▶ Task objective: Every line of the data must be copied exactly.
+++
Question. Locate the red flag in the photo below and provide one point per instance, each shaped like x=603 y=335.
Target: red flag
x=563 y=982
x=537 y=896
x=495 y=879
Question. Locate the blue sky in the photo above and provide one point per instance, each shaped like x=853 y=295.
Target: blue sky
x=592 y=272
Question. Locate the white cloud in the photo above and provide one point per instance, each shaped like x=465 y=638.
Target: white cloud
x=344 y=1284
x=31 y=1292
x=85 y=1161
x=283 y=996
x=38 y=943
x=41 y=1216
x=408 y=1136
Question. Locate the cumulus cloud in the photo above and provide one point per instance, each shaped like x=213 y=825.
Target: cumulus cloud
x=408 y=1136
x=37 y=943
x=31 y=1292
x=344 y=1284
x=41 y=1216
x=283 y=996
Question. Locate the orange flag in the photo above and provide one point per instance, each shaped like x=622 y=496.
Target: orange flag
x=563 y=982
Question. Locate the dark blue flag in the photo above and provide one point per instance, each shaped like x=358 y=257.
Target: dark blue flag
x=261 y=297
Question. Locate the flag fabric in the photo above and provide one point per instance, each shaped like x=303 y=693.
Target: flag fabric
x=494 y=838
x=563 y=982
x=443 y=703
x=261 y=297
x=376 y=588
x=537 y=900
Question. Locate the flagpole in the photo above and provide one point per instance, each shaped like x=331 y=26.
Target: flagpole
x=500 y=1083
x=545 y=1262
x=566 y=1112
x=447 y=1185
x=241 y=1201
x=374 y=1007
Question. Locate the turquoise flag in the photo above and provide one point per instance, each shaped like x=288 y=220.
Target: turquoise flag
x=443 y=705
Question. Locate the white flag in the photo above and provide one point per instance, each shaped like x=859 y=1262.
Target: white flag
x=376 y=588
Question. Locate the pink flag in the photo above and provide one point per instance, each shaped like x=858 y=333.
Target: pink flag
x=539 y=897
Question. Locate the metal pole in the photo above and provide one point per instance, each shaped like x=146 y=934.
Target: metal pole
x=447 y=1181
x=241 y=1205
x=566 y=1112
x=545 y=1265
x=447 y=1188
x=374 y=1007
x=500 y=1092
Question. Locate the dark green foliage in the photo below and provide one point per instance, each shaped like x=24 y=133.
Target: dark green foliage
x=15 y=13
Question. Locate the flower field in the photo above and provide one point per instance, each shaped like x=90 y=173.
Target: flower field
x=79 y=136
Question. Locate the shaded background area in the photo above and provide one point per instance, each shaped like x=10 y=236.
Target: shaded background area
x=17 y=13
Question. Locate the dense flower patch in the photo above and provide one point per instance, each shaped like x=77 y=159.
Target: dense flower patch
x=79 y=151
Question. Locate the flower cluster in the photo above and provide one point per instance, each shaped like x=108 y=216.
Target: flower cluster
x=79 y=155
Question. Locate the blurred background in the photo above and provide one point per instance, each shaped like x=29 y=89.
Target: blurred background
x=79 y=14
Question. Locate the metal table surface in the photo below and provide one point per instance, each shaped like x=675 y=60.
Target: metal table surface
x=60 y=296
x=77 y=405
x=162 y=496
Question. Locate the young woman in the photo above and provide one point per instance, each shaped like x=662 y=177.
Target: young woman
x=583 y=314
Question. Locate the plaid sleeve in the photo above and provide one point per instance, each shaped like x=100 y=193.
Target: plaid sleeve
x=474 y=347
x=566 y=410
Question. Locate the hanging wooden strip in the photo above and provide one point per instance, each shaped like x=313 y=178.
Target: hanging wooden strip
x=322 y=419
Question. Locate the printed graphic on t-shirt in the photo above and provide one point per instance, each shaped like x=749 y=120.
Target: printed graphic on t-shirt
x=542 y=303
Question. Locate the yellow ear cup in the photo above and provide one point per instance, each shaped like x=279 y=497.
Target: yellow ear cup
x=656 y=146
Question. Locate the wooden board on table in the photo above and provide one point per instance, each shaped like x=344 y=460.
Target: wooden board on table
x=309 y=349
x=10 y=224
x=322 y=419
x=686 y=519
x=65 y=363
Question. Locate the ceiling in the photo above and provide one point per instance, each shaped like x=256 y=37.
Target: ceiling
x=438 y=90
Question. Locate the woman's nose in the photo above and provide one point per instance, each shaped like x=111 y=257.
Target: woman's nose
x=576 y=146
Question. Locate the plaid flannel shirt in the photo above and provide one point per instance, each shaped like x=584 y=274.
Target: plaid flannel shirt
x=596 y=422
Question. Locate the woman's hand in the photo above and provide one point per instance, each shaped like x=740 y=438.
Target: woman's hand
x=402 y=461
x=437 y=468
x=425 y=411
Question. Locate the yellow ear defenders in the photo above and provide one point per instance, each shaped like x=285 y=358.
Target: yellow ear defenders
+++
▶ Expected output:
Question. Locate the red flag in the photo below and provide one point per instance, each shaped like x=603 y=335.
Target: red flag
x=563 y=982
x=537 y=896
x=495 y=879
Question. Locate the blue sky in the photo above and provide one point per instance, each shaped like x=853 y=295.
Target: blue sky
x=592 y=272
Question. Locate the white cloud in the photo above and provide one point per instance, each shaped like x=465 y=638.
Target: white cloud
x=344 y=1284
x=31 y=1292
x=85 y=1161
x=283 y=996
x=38 y=943
x=41 y=1216
x=408 y=1136
Question. Locate the cumulus cloud in the photo above and provide one point per instance, each shaped like x=213 y=825.
Target: cumulus cloud
x=408 y=1136
x=37 y=943
x=31 y=1292
x=344 y=1284
x=41 y=1216
x=283 y=996
Question. Locate the orange flag in the photo above and provide one point per instance, each shaped like x=622 y=496.
Target: orange flag
x=563 y=982
Question. Locate the dark blue flag in the photo above and provide one point per instance, each shaped like x=358 y=257.
Target: dark blue flag
x=261 y=297
Question. Locate the flag fabric in the photo above and provide one point per instance, each shaped like x=303 y=693.
Target: flag fabric
x=494 y=838
x=563 y=982
x=443 y=703
x=261 y=297
x=376 y=588
x=537 y=900
Question. Locate the flagpole in the photo above and provide one point per instance, each shaped like x=331 y=26.
Target: flagpole
x=500 y=1083
x=545 y=1262
x=566 y=1112
x=447 y=1185
x=241 y=1201
x=374 y=1007
Question. Locate the turquoise flag in the photo above and provide one point per instance, each shaped like x=288 y=220.
Target: turquoise flag
x=443 y=705
Question. Locate the white flag in the photo above and provide one point per instance, each shaped like x=859 y=1262.
Target: white flag
x=376 y=588
Question. Locate the pink flag in the photo above and provide one point per instance, each shaped like x=858 y=333.
Target: pink flag
x=539 y=897
Question. Locate the metal pole in the photo above and provide one point per instance, each shaped like x=146 y=934.
Target: metal pole
x=447 y=1181
x=241 y=1205
x=566 y=1112
x=545 y=1265
x=447 y=1188
x=374 y=1007
x=500 y=1092
Question. Locate the dark green foliage in the photo below and provide one point per instance, each shaped like x=24 y=133.
Target: dark green foliage
x=15 y=13
Question. Locate the flower field in the photo above and provide one point per instance, each shaped like x=90 y=173.
Target: flower field
x=79 y=136
Question. Locate the shaded background area in the photo above and provide one point per instance, each shaped like x=10 y=236.
Target: shaded background area
x=17 y=13
Question. Locate the dense flower patch in the photo above and provide one point per instance, each shaped like x=77 y=159.
Target: dense flower patch
x=79 y=151
Question. Locate the flower cluster in the photo above and provide one point per instance, each shaped like x=108 y=216.
Target: flower cluster
x=79 y=155
Question. Locate the blurred background in the photo above and provide one point per instance, each shaped like x=29 y=89.
Target: blurred background
x=79 y=14
Question. Locate the metal table surface in the photo below and provide one point per instance, each shaped like x=675 y=60.
Target: metal table surface
x=60 y=296
x=77 y=405
x=162 y=496
Question. Locate the young woman in the photo above and provide one point per instance, each shaped like x=662 y=177.
Target: young woman
x=583 y=314
Question. Locate the plaid sleeve in the photo above and provide one point per instance, each shaped like x=100 y=193.
Target: plaid sleeve
x=474 y=347
x=566 y=410
Question. Locate the hanging wooden strip in the photo above and provide one point per instance, each shaped like x=313 y=178.
Target: hanging wooden strip
x=322 y=419
Question. Locate the printed graphic on t-shirt in the photo above and provide one point per instance, each shaped like x=749 y=120.
Target: printed graphic on t-shirt
x=542 y=303
Question. Locate the yellow ear cup in the photo above and provide one point per instance, each shaped like x=279 y=497.
Target: yellow ear cup
x=656 y=146
Question. Locate the wooden board on table in the photo above and provide one point per instance, each shaped like x=344 y=460.
Target: wooden board on table
x=309 y=349
x=10 y=224
x=322 y=419
x=686 y=519
x=65 y=363
Question. Locate the ceiling in the photo above and provide one point per instance, each shaped like x=256 y=37.
Target: ceiling
x=438 y=90
Question. Locate the woman's nose in the photo above and provide one point per instance, each shaped like x=111 y=257.
Target: woman's nose
x=576 y=146
Question. Locate the plaid flannel shirt in the photo above and provide one point per instance, each shaped like x=584 y=274.
Target: plaid flannel shirt
x=596 y=422
Question. Locate the woman's hand in the photo above and provide one point per instance, each shaped like x=740 y=438.
Target: woman's hand
x=402 y=461
x=437 y=468
x=425 y=411
Question. Locate the yellow ear defenders in the photo above and provide one point per instance, each shaped like x=285 y=358.
Target: yellow ear defenders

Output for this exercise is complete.